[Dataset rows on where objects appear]
◆ ◆ ◆ ◆

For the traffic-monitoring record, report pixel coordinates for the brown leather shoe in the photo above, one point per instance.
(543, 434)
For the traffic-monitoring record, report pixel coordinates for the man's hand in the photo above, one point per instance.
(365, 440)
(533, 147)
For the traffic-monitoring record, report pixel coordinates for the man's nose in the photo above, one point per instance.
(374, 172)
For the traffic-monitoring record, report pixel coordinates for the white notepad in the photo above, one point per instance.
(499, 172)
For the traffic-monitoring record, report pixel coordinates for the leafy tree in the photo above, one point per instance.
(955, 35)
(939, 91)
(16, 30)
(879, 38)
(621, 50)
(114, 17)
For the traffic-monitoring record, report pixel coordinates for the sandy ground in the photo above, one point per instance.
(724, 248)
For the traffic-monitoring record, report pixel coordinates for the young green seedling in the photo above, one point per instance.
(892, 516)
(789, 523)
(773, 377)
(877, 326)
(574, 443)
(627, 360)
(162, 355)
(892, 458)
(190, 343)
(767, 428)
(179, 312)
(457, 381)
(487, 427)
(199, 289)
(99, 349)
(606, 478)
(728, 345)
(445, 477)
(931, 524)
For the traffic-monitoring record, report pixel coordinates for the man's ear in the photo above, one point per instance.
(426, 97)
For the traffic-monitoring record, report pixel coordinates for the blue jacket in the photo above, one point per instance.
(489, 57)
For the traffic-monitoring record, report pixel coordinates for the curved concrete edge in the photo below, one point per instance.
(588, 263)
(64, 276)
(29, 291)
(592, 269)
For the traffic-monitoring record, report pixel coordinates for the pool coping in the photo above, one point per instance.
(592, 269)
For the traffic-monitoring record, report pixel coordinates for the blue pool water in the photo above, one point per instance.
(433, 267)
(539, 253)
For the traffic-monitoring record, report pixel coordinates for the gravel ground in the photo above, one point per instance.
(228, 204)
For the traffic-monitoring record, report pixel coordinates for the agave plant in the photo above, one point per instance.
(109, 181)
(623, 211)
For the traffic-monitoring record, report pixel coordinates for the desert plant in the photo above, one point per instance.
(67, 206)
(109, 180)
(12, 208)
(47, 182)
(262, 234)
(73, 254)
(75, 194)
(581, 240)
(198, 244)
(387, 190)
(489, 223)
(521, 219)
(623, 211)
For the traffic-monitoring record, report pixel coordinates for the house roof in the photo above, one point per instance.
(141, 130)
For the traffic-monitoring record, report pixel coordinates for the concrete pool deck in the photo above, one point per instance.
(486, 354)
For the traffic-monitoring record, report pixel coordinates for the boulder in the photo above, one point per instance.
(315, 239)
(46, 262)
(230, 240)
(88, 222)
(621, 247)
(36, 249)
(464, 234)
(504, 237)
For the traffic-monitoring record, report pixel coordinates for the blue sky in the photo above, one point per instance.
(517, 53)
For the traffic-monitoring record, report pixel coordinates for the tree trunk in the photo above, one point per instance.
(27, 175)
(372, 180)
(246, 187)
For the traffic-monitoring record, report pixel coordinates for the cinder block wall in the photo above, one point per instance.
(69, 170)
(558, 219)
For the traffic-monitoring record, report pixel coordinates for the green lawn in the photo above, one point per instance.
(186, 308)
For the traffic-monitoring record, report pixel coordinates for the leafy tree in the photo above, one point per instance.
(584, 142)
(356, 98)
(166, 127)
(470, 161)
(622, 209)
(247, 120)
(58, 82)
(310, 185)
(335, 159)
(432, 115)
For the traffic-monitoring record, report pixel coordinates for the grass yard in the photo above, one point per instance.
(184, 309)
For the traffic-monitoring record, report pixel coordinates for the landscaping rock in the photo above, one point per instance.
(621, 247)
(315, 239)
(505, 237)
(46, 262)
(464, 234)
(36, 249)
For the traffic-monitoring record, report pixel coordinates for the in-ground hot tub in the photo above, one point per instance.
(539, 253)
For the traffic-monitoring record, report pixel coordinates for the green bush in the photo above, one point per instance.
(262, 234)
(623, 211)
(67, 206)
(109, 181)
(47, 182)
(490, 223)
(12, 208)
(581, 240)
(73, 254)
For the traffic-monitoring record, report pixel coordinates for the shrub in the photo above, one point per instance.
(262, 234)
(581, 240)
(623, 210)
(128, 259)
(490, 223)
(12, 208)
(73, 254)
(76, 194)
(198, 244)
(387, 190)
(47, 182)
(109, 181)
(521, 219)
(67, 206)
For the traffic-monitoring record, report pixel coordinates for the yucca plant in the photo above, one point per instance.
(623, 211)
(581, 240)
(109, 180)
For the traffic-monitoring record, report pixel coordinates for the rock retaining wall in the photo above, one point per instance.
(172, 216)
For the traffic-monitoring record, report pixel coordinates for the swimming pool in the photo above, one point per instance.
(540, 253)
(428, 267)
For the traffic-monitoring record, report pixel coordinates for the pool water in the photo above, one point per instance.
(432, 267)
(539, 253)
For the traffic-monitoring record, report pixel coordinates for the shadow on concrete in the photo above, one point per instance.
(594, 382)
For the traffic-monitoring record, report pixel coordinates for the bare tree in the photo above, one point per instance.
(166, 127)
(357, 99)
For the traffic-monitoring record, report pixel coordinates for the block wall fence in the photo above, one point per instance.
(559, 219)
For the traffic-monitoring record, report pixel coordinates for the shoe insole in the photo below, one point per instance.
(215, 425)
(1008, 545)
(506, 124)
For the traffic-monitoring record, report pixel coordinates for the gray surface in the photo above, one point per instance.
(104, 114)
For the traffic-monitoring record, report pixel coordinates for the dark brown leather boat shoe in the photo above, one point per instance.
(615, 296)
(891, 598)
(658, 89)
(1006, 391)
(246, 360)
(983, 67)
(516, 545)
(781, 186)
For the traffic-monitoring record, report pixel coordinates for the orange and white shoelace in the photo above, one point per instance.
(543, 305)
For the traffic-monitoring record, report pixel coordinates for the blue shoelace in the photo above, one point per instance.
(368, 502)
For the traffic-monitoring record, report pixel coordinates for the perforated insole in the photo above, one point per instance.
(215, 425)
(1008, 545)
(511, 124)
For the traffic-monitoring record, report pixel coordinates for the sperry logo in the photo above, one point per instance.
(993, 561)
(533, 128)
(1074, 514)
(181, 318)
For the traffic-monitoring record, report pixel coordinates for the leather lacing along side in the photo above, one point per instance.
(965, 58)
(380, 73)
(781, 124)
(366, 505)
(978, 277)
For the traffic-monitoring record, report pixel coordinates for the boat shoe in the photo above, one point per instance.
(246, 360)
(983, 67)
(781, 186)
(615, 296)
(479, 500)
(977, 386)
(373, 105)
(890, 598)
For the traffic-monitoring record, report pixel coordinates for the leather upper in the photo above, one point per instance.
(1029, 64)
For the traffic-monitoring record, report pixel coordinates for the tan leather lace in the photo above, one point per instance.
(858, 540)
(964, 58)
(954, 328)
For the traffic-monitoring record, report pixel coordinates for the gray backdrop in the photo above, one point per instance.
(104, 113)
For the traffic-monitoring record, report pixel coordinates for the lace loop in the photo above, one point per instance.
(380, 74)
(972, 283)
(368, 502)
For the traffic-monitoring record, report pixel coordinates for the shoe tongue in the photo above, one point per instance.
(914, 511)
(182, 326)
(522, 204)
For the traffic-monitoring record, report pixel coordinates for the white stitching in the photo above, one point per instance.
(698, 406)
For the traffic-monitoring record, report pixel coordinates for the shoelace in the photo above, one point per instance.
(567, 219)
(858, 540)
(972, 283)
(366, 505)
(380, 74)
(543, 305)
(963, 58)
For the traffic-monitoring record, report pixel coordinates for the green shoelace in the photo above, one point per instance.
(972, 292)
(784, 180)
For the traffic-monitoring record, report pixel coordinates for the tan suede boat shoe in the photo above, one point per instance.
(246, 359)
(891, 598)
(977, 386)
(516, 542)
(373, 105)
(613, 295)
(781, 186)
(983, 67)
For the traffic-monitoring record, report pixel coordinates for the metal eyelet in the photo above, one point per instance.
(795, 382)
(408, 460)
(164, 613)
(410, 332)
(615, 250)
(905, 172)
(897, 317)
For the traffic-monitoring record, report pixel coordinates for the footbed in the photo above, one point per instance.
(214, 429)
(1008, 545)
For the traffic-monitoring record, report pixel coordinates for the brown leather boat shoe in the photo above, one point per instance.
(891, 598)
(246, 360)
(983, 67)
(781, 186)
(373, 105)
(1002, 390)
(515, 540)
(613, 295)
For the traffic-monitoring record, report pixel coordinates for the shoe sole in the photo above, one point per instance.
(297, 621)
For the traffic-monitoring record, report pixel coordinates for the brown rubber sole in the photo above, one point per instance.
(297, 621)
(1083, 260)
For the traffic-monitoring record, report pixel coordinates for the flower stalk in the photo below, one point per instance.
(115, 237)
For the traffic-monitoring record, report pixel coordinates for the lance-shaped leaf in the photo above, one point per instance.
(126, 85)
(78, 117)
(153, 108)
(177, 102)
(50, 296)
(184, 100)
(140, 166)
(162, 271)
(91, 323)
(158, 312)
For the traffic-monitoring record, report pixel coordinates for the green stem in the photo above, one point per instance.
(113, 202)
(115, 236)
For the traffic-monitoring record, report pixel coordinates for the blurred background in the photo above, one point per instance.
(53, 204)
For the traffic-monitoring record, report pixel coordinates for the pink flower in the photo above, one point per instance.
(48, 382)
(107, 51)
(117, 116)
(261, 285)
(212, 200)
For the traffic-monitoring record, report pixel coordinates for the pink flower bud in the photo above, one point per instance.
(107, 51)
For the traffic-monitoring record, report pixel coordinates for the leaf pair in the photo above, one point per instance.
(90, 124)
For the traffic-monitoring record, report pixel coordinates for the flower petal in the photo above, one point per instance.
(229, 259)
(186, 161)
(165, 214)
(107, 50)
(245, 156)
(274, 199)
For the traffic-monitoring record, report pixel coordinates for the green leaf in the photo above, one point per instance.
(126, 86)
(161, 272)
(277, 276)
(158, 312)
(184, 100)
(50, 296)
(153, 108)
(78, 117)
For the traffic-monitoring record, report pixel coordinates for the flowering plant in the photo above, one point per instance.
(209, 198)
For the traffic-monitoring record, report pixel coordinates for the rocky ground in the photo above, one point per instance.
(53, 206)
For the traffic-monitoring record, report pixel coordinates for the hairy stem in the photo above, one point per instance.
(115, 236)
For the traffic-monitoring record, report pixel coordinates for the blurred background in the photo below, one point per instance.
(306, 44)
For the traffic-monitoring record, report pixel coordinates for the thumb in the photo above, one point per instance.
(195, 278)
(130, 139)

◆ ◆ ◆ ◆

◆ Stated task: Starting from the line containing "for the flowering", repeat each line through the end of the entries, exactly.

◆ Right answer:
For the traffic-monitoring record, report pixel coordinates for the flowering plant in the photo above, one point per instance.
(209, 198)
For the traffic-monitoring record, report pixel coordinates for the rocky ground in the photo above, one point per instance.
(53, 206)
For the traffic-monitoring record, report pixel coordinates for the hairy stem in the photo above, one point per instance.
(115, 236)
For the traffic-monitoring record, report pixel coordinates for the blurred background in the photo below, one point per instance.
(306, 44)
For the traffic-monitoring record, report pixel coordinates for the thumb in the photo above, one point per instance.
(195, 278)
(130, 139)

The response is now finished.